## Required work
Quote the entries below word for word, from the line with "Subject = cn logo" to the line with "xmin=170 ymin=62 xmax=235 ymax=140", including both of those lines.

## Record set
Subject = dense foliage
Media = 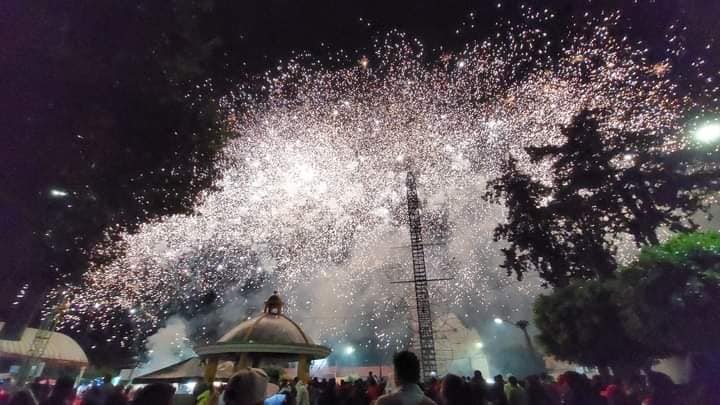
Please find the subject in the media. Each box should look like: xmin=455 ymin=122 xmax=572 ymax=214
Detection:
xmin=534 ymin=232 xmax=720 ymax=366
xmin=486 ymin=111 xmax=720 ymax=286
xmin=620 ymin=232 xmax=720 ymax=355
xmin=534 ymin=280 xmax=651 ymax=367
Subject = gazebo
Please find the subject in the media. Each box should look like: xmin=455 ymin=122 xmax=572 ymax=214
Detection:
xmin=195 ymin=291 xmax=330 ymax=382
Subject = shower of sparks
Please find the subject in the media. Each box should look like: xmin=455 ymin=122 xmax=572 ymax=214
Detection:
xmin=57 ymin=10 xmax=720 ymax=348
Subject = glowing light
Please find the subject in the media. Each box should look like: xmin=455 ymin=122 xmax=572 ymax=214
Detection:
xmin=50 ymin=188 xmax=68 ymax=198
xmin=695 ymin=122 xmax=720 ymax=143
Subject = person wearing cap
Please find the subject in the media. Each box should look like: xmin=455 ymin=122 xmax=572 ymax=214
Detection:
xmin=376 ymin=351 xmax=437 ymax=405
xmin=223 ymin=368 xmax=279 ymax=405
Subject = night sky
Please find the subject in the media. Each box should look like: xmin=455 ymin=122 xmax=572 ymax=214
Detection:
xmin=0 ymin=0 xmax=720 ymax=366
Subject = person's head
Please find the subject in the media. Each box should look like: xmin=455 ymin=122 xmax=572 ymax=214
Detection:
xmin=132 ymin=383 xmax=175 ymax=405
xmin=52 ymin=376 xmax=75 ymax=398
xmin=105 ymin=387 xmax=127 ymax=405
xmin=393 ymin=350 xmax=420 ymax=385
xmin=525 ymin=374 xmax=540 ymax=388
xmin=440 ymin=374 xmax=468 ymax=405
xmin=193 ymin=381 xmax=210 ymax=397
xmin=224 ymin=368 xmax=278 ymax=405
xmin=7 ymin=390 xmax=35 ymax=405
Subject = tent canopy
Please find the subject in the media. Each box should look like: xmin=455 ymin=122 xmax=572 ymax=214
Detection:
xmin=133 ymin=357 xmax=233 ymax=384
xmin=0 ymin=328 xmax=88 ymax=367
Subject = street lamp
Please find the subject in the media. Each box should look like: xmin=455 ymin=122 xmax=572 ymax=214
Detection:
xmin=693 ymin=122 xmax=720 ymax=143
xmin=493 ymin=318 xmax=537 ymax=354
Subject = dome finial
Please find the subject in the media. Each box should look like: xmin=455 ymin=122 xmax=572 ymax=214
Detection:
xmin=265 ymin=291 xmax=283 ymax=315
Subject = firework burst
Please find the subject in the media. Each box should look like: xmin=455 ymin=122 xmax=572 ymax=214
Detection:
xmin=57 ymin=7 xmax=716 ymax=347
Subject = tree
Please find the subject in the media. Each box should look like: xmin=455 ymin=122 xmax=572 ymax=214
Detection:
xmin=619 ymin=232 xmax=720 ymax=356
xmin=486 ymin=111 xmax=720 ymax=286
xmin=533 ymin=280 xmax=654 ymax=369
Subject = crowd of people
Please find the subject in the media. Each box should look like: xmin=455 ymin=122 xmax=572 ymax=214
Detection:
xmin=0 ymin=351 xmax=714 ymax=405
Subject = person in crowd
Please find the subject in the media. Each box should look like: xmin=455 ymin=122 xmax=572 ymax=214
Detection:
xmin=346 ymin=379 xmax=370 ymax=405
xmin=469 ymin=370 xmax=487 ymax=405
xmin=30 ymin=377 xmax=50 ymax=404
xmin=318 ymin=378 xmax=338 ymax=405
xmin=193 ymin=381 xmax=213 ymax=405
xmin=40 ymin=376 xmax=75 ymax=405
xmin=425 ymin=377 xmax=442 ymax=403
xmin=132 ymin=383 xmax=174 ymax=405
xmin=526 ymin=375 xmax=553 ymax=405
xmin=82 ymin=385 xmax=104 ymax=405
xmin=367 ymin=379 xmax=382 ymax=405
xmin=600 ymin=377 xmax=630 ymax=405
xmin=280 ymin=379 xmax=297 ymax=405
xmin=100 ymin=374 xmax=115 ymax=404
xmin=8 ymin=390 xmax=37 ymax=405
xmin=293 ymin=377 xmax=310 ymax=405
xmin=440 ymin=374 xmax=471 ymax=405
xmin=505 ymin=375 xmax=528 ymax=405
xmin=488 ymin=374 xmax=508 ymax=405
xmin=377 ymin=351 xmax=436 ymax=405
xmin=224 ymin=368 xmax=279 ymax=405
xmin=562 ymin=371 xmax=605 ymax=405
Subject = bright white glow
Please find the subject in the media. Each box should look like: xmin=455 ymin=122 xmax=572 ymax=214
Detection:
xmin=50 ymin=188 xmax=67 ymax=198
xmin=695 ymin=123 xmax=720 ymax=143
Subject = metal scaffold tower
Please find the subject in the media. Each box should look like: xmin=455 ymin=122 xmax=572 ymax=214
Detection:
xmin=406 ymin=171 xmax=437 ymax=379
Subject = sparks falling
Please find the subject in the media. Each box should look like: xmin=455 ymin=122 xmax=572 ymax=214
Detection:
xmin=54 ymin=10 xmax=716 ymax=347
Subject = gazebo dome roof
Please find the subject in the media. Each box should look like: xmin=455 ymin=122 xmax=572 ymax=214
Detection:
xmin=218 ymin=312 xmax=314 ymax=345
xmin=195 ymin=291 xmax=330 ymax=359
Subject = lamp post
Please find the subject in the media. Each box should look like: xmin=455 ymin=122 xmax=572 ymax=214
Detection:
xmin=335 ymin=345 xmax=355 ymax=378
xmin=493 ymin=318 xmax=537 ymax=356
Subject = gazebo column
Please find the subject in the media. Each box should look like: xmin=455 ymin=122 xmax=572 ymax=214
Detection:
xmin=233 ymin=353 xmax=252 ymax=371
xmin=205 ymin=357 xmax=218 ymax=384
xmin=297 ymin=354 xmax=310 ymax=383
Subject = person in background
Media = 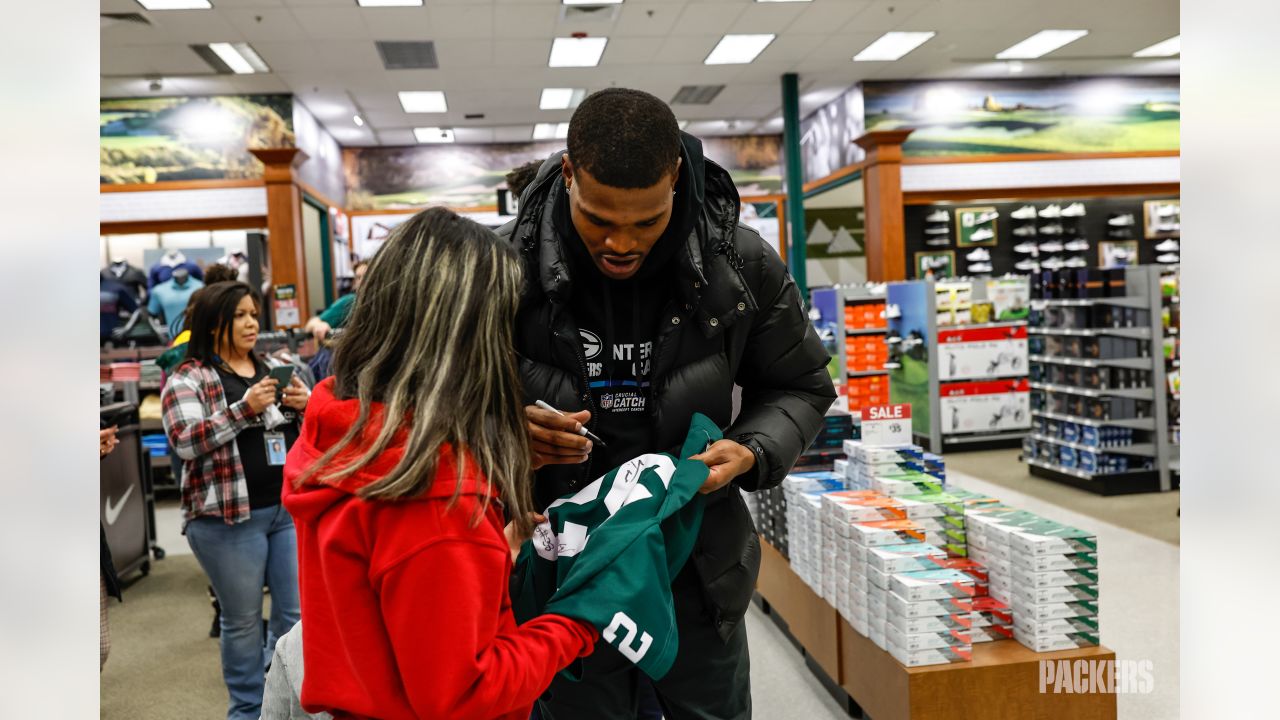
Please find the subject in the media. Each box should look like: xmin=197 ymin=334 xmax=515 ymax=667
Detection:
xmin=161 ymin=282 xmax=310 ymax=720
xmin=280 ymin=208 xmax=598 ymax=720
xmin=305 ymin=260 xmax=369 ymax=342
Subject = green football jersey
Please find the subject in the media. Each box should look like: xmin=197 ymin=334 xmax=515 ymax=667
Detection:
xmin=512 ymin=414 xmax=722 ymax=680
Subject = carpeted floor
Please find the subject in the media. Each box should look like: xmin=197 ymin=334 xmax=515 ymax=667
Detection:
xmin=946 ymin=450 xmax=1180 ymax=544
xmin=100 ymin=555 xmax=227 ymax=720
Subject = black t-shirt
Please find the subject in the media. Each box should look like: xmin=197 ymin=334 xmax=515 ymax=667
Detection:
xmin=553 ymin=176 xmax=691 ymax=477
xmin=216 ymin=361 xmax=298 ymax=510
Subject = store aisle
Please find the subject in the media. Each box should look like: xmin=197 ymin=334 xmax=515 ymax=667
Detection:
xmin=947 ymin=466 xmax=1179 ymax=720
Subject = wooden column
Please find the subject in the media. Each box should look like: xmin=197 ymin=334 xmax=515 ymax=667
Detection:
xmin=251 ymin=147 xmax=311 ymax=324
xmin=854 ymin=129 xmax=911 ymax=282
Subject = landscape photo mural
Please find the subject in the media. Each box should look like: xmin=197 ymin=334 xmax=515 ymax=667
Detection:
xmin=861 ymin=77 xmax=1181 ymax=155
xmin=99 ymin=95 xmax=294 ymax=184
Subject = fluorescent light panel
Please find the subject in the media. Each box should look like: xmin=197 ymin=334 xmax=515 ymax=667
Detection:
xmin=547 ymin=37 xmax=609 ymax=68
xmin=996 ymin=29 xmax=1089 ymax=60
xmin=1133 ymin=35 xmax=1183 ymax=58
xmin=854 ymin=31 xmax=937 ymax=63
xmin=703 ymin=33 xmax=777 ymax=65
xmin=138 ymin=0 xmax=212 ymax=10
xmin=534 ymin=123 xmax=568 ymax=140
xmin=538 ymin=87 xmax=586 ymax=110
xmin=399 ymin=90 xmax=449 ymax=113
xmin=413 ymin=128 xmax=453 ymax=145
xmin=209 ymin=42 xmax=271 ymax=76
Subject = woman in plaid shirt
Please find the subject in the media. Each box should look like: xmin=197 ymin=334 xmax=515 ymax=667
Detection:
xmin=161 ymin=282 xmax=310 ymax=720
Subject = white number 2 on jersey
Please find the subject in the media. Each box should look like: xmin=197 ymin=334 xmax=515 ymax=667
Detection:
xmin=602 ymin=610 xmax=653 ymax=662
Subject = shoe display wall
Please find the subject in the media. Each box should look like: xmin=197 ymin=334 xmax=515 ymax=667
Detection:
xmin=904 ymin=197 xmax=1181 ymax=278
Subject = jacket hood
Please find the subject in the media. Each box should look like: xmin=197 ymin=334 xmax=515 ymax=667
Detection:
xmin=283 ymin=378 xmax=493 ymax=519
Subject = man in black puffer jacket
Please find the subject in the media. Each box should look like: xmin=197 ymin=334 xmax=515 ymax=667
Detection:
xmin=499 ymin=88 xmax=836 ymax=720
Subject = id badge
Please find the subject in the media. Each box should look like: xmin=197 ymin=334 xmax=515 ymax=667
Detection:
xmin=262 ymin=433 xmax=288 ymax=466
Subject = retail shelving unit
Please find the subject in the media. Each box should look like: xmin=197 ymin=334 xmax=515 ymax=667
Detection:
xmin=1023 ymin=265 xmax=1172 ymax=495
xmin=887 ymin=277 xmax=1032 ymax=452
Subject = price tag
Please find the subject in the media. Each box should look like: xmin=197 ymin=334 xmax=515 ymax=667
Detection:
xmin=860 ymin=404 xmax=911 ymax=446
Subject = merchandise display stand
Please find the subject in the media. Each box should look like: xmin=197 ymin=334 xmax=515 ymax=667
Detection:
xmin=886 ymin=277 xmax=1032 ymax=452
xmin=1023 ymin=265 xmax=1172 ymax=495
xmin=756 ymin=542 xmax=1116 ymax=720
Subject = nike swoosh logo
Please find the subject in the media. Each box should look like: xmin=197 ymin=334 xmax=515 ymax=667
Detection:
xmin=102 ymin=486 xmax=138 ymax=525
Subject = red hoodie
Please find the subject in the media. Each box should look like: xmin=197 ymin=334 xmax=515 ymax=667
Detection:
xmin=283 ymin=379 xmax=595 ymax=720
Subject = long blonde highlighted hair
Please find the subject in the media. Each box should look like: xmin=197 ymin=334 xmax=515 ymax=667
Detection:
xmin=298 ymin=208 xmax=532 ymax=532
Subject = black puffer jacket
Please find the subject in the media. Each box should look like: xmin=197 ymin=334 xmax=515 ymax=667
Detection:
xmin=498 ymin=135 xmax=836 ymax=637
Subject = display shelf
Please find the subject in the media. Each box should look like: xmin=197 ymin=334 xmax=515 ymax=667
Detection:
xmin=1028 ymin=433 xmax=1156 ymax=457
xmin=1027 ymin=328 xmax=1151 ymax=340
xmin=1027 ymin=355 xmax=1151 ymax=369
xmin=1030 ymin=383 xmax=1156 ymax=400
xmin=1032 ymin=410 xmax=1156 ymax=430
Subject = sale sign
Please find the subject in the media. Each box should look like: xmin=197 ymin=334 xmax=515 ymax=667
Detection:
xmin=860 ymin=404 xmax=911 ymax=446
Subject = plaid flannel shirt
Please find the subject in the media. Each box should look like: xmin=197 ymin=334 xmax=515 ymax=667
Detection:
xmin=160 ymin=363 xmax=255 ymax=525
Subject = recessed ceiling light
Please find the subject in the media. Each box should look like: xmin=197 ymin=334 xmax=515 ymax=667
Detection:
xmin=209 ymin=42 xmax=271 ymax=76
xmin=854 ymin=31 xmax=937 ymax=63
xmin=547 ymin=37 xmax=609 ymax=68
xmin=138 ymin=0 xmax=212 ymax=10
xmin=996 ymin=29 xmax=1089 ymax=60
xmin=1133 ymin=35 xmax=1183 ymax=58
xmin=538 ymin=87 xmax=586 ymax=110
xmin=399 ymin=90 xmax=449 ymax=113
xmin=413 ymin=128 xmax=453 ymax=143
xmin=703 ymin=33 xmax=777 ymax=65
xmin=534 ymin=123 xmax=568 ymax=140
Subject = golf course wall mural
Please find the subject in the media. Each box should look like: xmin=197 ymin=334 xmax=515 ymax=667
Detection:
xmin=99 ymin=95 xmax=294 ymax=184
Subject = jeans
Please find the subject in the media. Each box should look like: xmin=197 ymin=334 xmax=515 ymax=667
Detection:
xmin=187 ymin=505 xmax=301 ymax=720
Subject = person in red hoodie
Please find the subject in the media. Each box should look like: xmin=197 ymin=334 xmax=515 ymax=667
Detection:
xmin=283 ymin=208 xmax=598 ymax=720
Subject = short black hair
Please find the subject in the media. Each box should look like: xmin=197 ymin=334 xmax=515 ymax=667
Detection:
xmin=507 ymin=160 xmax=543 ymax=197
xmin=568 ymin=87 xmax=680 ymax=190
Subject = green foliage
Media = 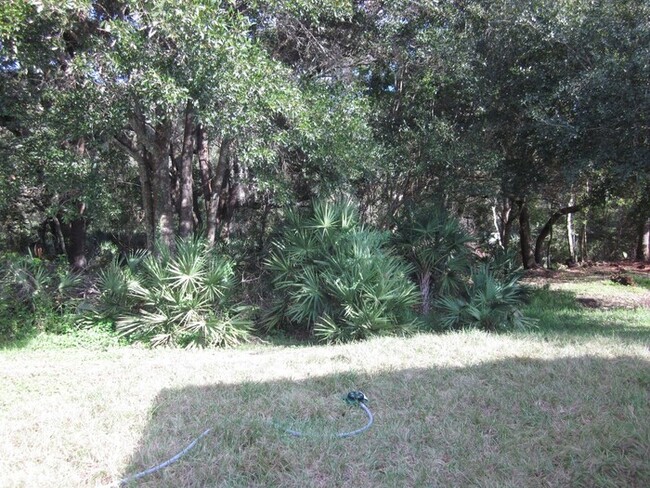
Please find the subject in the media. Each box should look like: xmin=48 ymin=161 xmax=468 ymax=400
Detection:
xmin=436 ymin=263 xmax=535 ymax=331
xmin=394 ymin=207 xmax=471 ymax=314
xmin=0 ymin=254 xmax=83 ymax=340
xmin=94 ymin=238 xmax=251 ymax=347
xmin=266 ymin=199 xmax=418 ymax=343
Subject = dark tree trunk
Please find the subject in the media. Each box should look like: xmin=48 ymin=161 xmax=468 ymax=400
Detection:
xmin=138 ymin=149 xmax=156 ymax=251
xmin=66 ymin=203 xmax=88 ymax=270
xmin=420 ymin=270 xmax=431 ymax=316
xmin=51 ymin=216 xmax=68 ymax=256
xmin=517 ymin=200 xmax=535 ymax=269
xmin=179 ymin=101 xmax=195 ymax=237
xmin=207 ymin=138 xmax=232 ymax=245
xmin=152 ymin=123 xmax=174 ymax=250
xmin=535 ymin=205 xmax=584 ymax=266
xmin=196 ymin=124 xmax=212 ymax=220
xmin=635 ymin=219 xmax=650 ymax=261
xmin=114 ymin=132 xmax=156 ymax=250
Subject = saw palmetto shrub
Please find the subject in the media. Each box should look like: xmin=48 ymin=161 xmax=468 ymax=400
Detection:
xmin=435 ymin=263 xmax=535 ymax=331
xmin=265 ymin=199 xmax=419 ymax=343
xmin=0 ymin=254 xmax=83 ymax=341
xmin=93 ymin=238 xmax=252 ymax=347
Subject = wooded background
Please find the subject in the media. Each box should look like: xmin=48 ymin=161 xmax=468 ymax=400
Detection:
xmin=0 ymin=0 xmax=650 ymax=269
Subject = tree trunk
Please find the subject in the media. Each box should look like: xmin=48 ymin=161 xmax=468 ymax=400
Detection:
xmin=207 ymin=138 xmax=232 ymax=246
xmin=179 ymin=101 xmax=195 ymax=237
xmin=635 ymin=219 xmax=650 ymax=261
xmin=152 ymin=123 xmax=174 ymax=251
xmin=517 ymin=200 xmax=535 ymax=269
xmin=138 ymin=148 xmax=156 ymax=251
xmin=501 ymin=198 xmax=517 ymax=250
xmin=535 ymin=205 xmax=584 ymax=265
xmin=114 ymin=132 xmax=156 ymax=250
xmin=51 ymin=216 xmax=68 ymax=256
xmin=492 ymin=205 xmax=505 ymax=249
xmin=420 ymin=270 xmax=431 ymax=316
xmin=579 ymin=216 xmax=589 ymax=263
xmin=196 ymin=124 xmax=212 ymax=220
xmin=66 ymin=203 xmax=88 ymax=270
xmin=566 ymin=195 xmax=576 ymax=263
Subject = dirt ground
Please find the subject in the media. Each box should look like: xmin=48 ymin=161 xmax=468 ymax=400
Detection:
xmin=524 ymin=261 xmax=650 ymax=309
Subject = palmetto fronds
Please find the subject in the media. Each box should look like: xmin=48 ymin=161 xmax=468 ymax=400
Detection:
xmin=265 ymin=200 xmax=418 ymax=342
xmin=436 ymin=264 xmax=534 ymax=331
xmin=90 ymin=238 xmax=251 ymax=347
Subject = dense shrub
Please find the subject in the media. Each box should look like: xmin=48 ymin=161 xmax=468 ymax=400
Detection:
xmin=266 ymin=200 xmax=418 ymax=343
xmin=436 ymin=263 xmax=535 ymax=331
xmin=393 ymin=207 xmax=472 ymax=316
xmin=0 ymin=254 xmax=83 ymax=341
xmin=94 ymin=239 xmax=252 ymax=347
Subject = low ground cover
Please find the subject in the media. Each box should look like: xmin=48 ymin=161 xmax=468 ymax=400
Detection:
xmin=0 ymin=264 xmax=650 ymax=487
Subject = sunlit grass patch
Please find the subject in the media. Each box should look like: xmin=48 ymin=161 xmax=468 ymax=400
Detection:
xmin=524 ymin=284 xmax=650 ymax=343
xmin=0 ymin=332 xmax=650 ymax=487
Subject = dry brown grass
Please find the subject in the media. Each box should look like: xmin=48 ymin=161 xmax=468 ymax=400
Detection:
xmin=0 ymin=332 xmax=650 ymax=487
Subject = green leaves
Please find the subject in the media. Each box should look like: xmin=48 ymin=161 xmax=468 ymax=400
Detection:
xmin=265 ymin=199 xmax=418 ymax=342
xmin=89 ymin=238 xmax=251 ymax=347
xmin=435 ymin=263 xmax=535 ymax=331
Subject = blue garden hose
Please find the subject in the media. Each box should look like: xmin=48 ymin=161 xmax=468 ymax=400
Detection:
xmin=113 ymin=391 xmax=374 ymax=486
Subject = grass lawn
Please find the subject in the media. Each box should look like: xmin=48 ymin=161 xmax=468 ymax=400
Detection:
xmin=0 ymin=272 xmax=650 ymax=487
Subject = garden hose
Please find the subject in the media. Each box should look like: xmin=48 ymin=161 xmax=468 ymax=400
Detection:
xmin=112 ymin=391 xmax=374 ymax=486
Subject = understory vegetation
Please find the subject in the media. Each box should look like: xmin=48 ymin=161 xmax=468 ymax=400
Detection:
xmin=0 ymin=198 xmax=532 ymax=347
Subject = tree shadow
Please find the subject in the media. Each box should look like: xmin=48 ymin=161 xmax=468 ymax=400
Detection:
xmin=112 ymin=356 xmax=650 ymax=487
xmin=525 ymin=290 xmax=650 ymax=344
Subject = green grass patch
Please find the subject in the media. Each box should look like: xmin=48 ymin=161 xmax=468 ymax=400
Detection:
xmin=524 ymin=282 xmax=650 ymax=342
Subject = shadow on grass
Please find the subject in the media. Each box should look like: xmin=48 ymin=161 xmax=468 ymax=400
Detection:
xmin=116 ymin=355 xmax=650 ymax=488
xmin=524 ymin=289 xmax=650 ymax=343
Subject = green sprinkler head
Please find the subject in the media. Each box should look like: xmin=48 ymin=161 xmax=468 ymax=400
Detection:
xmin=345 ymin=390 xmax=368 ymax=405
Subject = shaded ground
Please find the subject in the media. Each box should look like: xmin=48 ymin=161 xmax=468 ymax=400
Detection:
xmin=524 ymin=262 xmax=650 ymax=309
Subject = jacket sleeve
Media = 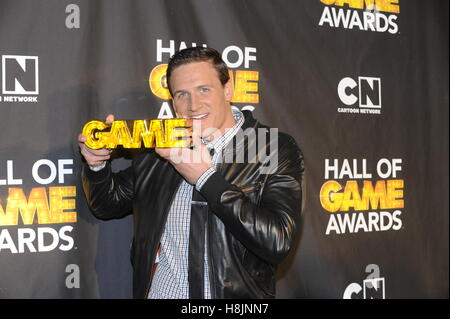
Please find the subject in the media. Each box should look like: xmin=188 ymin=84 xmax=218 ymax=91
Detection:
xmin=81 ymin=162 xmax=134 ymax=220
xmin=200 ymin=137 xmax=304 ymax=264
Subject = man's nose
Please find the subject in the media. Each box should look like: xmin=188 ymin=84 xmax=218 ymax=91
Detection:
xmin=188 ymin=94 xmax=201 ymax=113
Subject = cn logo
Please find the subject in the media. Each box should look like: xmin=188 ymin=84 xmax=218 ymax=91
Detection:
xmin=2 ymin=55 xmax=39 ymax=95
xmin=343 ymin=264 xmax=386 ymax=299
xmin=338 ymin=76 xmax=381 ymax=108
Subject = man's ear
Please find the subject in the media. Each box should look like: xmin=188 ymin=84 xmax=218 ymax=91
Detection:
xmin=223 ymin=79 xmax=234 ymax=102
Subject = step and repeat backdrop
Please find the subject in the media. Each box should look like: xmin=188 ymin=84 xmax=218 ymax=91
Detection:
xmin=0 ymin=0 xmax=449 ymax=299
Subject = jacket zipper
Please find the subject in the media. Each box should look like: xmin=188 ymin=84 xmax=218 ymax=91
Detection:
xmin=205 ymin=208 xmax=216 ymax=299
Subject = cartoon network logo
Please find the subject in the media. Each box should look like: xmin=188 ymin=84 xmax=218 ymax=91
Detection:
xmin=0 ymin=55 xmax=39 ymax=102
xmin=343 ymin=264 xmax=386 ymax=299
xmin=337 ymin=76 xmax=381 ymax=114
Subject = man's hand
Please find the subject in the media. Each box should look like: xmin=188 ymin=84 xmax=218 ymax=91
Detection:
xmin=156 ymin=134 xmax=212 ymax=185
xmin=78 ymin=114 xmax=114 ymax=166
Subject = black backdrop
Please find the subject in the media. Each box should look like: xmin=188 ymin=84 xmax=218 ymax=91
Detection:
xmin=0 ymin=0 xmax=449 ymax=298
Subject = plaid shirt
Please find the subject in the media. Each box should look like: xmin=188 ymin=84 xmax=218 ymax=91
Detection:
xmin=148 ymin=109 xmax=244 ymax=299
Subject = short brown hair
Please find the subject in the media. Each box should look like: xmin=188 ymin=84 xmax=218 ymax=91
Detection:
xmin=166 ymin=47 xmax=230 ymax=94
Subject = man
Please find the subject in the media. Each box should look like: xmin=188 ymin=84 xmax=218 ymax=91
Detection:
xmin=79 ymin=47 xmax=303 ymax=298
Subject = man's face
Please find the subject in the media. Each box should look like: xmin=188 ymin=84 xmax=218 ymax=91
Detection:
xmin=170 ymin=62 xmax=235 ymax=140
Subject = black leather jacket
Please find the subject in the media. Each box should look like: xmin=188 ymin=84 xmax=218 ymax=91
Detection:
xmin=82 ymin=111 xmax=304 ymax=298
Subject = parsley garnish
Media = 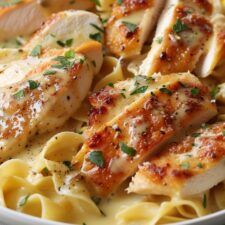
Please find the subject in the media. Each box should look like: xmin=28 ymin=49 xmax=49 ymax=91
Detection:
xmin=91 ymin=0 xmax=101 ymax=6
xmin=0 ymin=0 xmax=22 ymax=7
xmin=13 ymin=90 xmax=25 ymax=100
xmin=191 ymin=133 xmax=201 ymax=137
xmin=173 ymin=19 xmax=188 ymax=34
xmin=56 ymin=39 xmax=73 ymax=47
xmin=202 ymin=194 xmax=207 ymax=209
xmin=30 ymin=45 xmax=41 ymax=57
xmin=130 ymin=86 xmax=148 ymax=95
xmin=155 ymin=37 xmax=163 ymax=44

## Response
Subject = cn logo
Please find the subject in the media. Each box should look like: xmin=188 ymin=84 xmax=218 ymax=91
Detection:
xmin=2 ymin=55 xmax=39 ymax=95
xmin=343 ymin=264 xmax=386 ymax=299
xmin=338 ymin=76 xmax=381 ymax=108
Subject = man's ear
Please find the subject in the media. Each box should look like: xmin=188 ymin=84 xmax=218 ymax=91
Detection:
xmin=223 ymin=79 xmax=234 ymax=102
Subject = step and repeat backdrop
Please find the subject in the media. Each box should look like: xmin=188 ymin=84 xmax=218 ymax=91
Detection:
xmin=0 ymin=0 xmax=449 ymax=299
Subject = jacket zipper
Please find the subject in the media. Each box should look like: xmin=188 ymin=84 xmax=218 ymax=91
Detection:
xmin=205 ymin=208 xmax=216 ymax=299
Subject = cartoon network logo
Please find the subject in the media. Each box should look like: xmin=188 ymin=84 xmax=218 ymax=91
Detection:
xmin=0 ymin=55 xmax=39 ymax=102
xmin=343 ymin=264 xmax=386 ymax=299
xmin=337 ymin=76 xmax=381 ymax=114
Subject = man's hand
Please find the subject in the media. Each box should look like: xmin=188 ymin=84 xmax=218 ymax=91
Detection:
xmin=156 ymin=134 xmax=212 ymax=185
xmin=78 ymin=114 xmax=114 ymax=166
Subject = black backdrop
Please find the subject in the media. Each box should look like: xmin=188 ymin=84 xmax=218 ymax=91
Detection:
xmin=0 ymin=0 xmax=449 ymax=298
Subject = plaid shirt
Please find the subject in the media. Each box should look like: xmin=188 ymin=84 xmax=218 ymax=91
Detection:
xmin=148 ymin=109 xmax=244 ymax=299
Subject = short brown hair
Please find the subject in the media. Each box should look like: xmin=188 ymin=84 xmax=218 ymax=91
Detection:
xmin=166 ymin=47 xmax=230 ymax=94
Subject = man
Please find the subject in the media. Each box should look like: xmin=188 ymin=84 xmax=218 ymax=91
Detection:
xmin=79 ymin=47 xmax=303 ymax=298
Subject = man's face
Please find the subject in the media. Each box should look like: xmin=188 ymin=84 xmax=218 ymax=91
Detection:
xmin=170 ymin=62 xmax=235 ymax=140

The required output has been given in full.